◆ Given problem 1 ◆
Copy out the passage of the film review below, from "Ever see Howard" up to and including "show him his?".

◆ Page text ◆

------------------------------

"The Celluloid Closet" "See This!" - by Andrew Llewellyn (New Zealand)

From the Web 1.0 days I bring you The Forum. To preserve them for posterity as Geocities can no longer be found but also it's fun to re-read some of them.


9th April, 2001

The Celluloid Closet

USA 1995
Directed by Rob Epstein and Jeffrey Friedman
With: Tom Hanks, Tony Curtis, Gore Vidal, Susan Sarandon, et al. Narrated by Lily Tomlin
Running length: 1 hour 42 minutes

Ever see Howard Hawk's classic western Red River? Did you guffaw when John Ireland asks Monty Clift if he can see his "fancy gun" and offers to show him his?

How about Ben Hur? What exactly was it Messala (Stephen Boyd) wanted from Hur (Charlton Heston)? Specifically, what, that involved so much eyelash batting....?

Or Spartacus? Do you prefer snails or oysters? Or both?

The Celluloid Closet is basically a string of clips from movies both famous & obscure, linked by talking heads (also both famous & obscure). I love documentaries with clips from movies. I get a buzz seeing how many I know. Let me take this opportunity to digress & heartily recommend Visions of Light: The Art of Cinematography, which presents the most amazing scenes from over 100 movies while discussing the art of the cinematographer - it rocks, breathtakingly. The Celluloid Closet takes the same approach to a different subject - the portrayal of gay characters in the movies from the inception of cinema, till around about the present day.

------------------------------

◆ Given problem 2 ◆
Rewrite the records from the line with "Target: bark surface" up to and including the final line of the records, putting "spider limb" in place of "spider leg" and changing nothing else. Leave the pictures out of your answer.

◆ Point annotation dataset records ◆
------------------------------

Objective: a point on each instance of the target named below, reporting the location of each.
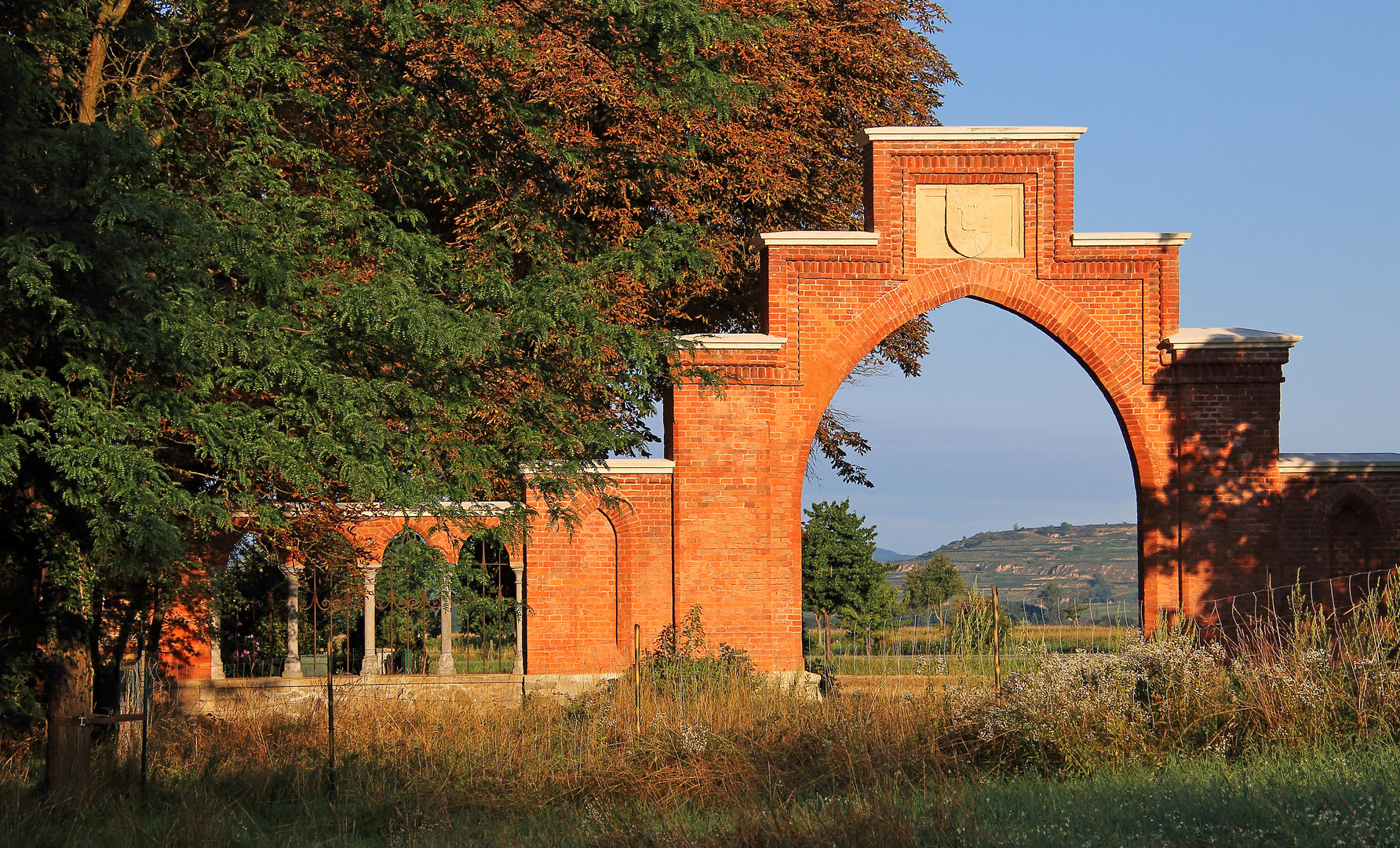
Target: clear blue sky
(1271, 132)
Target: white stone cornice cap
(378, 510)
(735, 341)
(1196, 338)
(1128, 239)
(969, 133)
(1339, 462)
(815, 239)
(637, 466)
(619, 466)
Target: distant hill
(1021, 561)
(887, 555)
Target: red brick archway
(950, 212)
(1095, 349)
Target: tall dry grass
(714, 740)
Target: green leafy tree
(261, 254)
(933, 583)
(839, 568)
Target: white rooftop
(968, 133)
(1353, 462)
(1190, 338)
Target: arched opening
(251, 599)
(408, 605)
(1008, 457)
(1351, 540)
(275, 605)
(486, 609)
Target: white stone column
(370, 666)
(518, 667)
(291, 667)
(447, 663)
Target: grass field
(1168, 742)
(1019, 562)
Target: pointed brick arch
(950, 212)
(1109, 365)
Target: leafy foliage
(680, 656)
(933, 583)
(837, 565)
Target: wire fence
(968, 637)
(982, 637)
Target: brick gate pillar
(1223, 391)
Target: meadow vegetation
(1283, 733)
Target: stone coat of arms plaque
(955, 221)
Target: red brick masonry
(1198, 411)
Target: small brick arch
(1378, 526)
(1105, 359)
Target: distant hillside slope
(1023, 561)
(887, 555)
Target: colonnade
(373, 663)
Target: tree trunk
(67, 694)
(826, 637)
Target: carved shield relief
(969, 221)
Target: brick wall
(724, 528)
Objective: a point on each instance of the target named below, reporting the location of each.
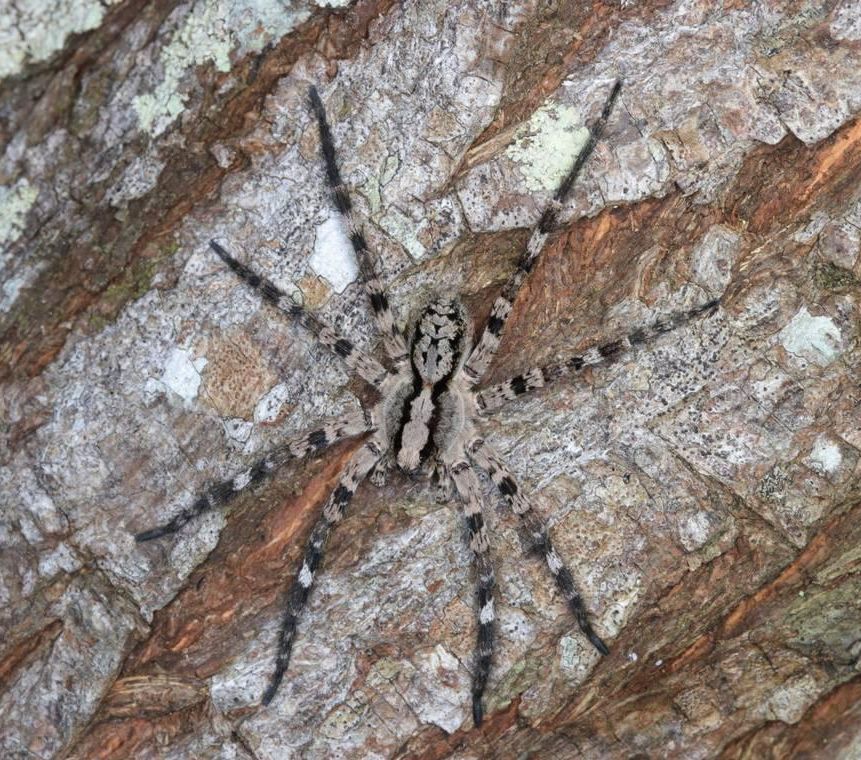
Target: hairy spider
(426, 418)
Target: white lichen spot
(59, 560)
(816, 339)
(789, 701)
(545, 146)
(182, 374)
(32, 32)
(269, 407)
(695, 531)
(15, 201)
(333, 258)
(568, 651)
(846, 21)
(238, 429)
(137, 180)
(825, 457)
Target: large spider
(426, 418)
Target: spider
(426, 419)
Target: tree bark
(704, 489)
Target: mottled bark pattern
(703, 487)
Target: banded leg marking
(368, 368)
(489, 461)
(393, 339)
(484, 351)
(357, 469)
(468, 487)
(324, 435)
(495, 396)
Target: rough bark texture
(705, 490)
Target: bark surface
(704, 490)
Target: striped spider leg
(357, 469)
(484, 351)
(469, 489)
(488, 460)
(426, 413)
(473, 369)
(393, 339)
(365, 366)
(301, 446)
(493, 397)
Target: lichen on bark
(705, 490)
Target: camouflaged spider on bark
(427, 417)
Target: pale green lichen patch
(15, 202)
(545, 145)
(33, 32)
(817, 339)
(208, 34)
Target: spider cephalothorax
(428, 415)
(437, 351)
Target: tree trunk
(704, 489)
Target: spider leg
(494, 396)
(299, 446)
(357, 469)
(484, 351)
(468, 487)
(393, 339)
(489, 461)
(368, 368)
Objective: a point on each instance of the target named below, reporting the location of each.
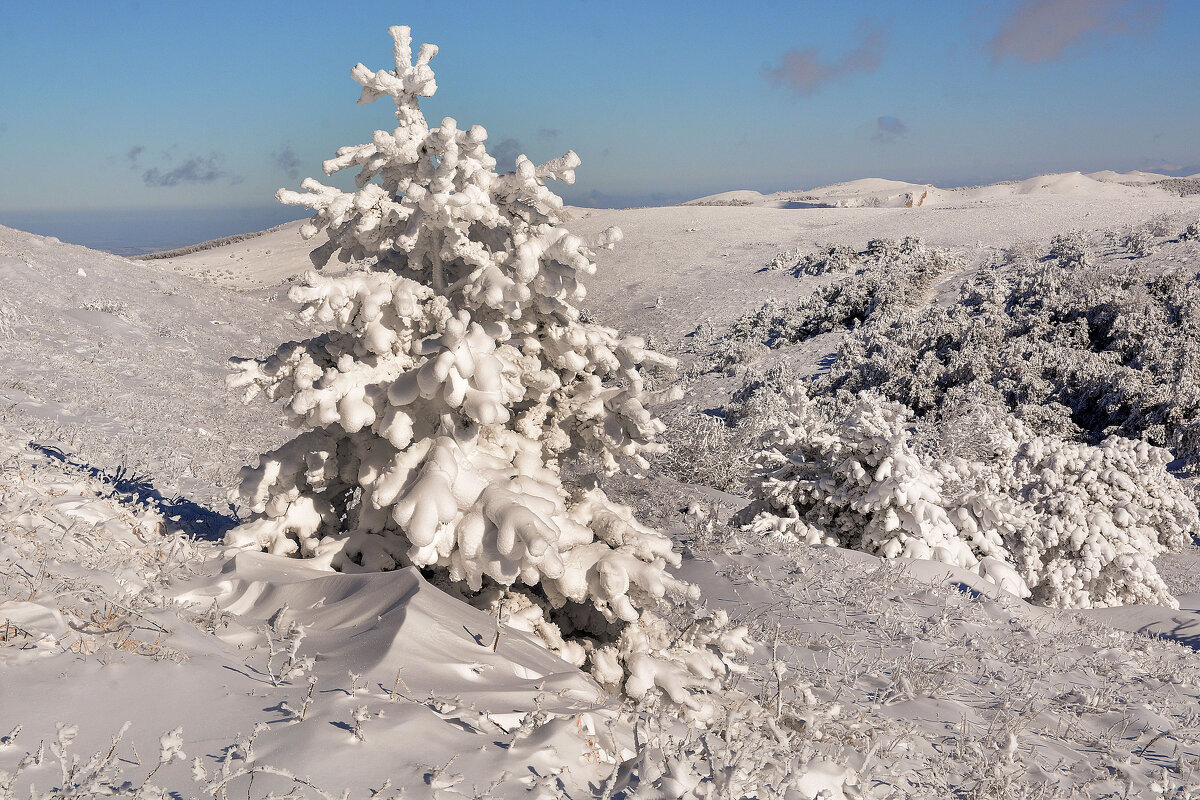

------------------------------

◆ Exercise result 1 ◆
Ever see Howard Hawk's classic western Red River? Did you guffaw when John Ireland asks Monty Clift if he can see his "fancy gun" and offers to show him his?

◆ Exercise result 2 ◆
Target: bark surface
(704, 490)
Target: striped spider limb
(357, 469)
(484, 351)
(469, 489)
(488, 460)
(426, 413)
(473, 369)
(393, 339)
(365, 366)
(301, 446)
(493, 397)
Target: lichen on bark
(705, 490)
Target: camouflaged spider on bark
(427, 417)
Target: pale green lichen patch
(15, 202)
(545, 145)
(33, 32)
(817, 339)
(208, 34)
Target: spider cephalothorax
(428, 415)
(437, 351)
Target: tree trunk
(704, 489)
Target: spider limb
(494, 396)
(299, 446)
(357, 469)
(484, 351)
(468, 487)
(393, 339)
(489, 461)
(368, 368)
Objective: a point on each instance of the target named below, reporting the location of each.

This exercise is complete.